# GESTELLTE AUFGABE 1:
Gib im Listing die Zeilen ab der Zeile mit „every visible stone“ bis einschließlich der Zeile mit „top-left (635, 145), bottom-right (656, 237)“ erneut aus und ersetze darin „stone column“ durch „stone pillar“, ohne sonst etwas zu ändern. Liefere ausschließlich diese Zeilen.

# DOKUMENTAUSSCHNITT:
Gemeinnützige rechtsfähige Stiftungen bürgerlichen Rechts werden nicht nur von der zuständigen Landesstiftungsaufsicht kontrolliert, sondern auch von der Finanzbehörde.
Errichtung einer Stiftung
Eine rechtsfähige Stiftung des bürgerlichen Rechts (auch rechtsfähige Stiftung des privaten Rechts genannt) wird errichtet durch
- das Stiftungsgeschäft, also eine einseitige Willenserklärung des Stifters, die unter Lebenden oder von Todes wegen (in einem Testament oder Erbvertrag) erfolgen kann, sowie die
- staatliche Anerkennung durch die Stiftungsbehörde des Landes, in dem die Stiftung ihren Sitz hat (§ 81 BGB).
Die rechtsfähige Stiftung des bürgerlichen Rechts ist in den §§ 80 ff. BGB geregelt; ergänzende Rechtsvorschriften finden sich in den Stiftungsgesetzen der Länder. Durch das Stiftungsgeschäft muss die Stiftung eine Satzung erhalten, die nach § 81 BGB mindestens Folgendes enthalten muss:
- den Namen der Stiftung
- den Sitz der Stiftung
- den Zweck der Stiftung
- das Vermögen der Stiftung
- die Bildung des Vorstands der Stiftung
Wird die Stiftung – wie meist – zu gemeinnützigen, mildtätigen oder kirchlichen Zwecken errichtet, muss die Satzung weitere Angaben enthalten, so zur Art der Zweckverwirklichung und zur Vermögensbindung für steuerbegünstigte Zwecke. Die Satzung kann darüber hinaus weitere Regelungen enthalten, zum Beispiel zur Bildung weiterer Stiftungsorgane wie beispielsweise eines Stiftungsrates, Aufsichtsrates, Verwaltungsrates, eines Kuratoriums oder auch zur Art der Vermögensverwaltung.
Bis zur Anerkennung der rechtsfähigen Stiftung durch die entsprechende Behörde kann der Stifter das Stiftungsgeschäft widerrufen. Verstirbt der Stifter, nachdem er die Anerkennung beantragt hat, haben die Erben kein Widerrufsrecht. Ist die Stiftung anerkannt, erlischt das Widerrufsrecht des Stifters. Mit der Anerkennung erwirbt die Stiftung gegenüber dem Stifter einen Anspruch auf Übertragung des im Stiftungsgeschäft zugesagten Ausstattungsvermögens.

# ÜBUNGSMATERIAL:
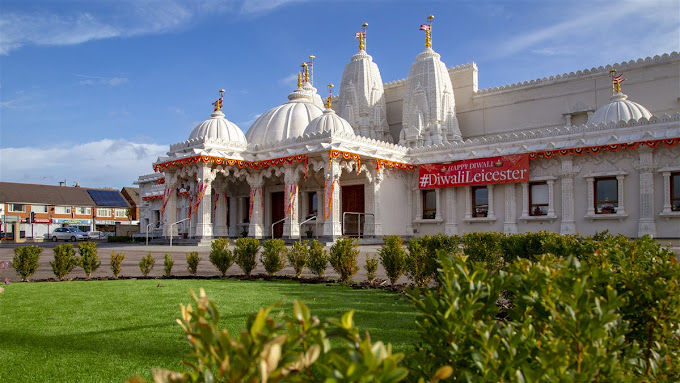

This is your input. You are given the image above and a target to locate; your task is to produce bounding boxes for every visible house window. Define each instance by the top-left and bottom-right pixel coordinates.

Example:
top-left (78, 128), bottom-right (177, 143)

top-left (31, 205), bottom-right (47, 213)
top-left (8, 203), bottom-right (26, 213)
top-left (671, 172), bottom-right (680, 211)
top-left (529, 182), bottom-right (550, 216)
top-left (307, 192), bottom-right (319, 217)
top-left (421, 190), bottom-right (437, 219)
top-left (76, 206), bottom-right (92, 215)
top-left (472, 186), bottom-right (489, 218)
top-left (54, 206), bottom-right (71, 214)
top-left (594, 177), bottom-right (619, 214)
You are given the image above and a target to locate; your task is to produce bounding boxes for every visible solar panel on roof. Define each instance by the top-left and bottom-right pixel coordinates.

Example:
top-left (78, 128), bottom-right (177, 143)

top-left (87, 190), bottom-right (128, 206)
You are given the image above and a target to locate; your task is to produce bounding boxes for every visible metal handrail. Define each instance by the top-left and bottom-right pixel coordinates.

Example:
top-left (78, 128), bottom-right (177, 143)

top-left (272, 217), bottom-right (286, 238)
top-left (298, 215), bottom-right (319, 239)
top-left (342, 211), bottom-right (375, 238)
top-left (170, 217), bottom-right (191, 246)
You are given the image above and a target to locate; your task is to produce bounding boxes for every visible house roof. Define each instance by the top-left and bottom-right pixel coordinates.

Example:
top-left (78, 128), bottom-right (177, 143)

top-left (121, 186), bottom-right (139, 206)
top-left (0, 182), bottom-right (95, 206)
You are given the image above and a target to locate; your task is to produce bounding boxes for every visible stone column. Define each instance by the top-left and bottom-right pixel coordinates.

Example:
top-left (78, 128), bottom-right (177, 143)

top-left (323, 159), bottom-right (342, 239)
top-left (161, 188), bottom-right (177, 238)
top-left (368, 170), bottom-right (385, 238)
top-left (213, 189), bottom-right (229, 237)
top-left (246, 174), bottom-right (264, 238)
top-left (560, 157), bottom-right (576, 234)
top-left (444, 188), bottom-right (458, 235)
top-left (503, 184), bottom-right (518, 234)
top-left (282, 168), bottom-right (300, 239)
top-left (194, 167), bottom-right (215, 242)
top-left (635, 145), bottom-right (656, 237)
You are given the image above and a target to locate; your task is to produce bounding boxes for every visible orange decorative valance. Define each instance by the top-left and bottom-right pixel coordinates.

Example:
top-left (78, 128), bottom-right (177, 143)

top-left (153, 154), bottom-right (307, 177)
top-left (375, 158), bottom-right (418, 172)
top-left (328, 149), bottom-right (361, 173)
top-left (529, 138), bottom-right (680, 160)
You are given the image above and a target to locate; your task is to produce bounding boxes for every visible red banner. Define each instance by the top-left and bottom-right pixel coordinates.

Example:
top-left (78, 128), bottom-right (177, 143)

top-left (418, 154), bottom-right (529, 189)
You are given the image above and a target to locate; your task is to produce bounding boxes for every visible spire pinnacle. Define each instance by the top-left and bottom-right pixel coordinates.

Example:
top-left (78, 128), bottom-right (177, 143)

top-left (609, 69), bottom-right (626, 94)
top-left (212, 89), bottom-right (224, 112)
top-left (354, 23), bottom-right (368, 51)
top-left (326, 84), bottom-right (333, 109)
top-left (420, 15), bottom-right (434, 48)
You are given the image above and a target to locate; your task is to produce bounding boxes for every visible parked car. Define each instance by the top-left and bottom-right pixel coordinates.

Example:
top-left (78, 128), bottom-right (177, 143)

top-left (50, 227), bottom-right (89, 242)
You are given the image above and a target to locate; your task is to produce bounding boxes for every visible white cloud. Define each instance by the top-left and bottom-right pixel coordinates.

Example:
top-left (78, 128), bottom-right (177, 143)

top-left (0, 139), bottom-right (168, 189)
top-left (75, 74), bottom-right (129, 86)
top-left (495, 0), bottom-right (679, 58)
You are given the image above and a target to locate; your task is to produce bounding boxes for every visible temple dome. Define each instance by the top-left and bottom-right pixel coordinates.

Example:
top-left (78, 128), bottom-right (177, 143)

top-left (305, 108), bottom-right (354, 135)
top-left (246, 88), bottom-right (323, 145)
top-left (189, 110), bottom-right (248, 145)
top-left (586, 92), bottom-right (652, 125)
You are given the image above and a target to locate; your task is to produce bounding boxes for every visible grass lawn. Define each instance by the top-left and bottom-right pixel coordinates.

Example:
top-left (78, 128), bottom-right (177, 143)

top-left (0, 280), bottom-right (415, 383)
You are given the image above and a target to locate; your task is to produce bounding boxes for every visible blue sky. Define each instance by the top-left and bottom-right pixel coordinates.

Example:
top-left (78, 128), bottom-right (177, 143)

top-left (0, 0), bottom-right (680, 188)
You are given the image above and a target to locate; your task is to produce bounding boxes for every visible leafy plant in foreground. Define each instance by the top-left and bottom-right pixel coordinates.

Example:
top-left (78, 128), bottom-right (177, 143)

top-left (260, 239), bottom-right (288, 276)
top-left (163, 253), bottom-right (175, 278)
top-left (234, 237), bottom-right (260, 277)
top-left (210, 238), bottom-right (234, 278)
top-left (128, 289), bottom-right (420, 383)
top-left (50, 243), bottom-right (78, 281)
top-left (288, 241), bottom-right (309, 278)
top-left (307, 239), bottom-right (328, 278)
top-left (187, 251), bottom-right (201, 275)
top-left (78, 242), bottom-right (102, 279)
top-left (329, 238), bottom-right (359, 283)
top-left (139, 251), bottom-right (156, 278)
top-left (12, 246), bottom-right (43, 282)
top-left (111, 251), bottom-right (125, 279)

# GESTELLTE AUFGABE 2:
Schreib aus dem Dokumentausschnitt über die Errichtung einer Stiftung die Passage ab „Errichtung einer Stiftung“ bis einschließlich „(§ 81 BGB).“ wortgetreu ab.

# RICHTIGE LÖSUNG 1:
You are given the image above and a target to locate; your task is to produce bounding boxes for every visible stone pillar. Define each instance by the top-left and bottom-right pixel coordinates.

Example:
top-left (78, 128), bottom-right (177, 143)

top-left (323, 159), bottom-right (342, 239)
top-left (161, 188), bottom-right (177, 238)
top-left (368, 170), bottom-right (385, 238)
top-left (213, 189), bottom-right (229, 237)
top-left (246, 174), bottom-right (264, 238)
top-left (560, 157), bottom-right (576, 234)
top-left (444, 188), bottom-right (458, 235)
top-left (503, 184), bottom-right (518, 234)
top-left (282, 168), bottom-right (300, 239)
top-left (194, 167), bottom-right (215, 242)
top-left (635, 145), bottom-right (656, 237)

# RICHTIGE LÖSUNG 2:
Errichtung einer Stiftung
Eine rechtsfähige Stiftung des bürgerlichen Rechts (auch rechtsfähige Stiftung des privaten Rechts genannt) wird errichtet durch
- das Stiftungsgeschäft, also eine einseitige Willenserklärung des Stifters, die unter Lebenden oder von Todes wegen (in einem Testament oder Erbvertrag) erfolgen kann, sowie die
- staatliche Anerkennung durch die Stiftungsbehörde des Landes, in dem die Stiftung ihren Sitz hat (§ 81 BGB).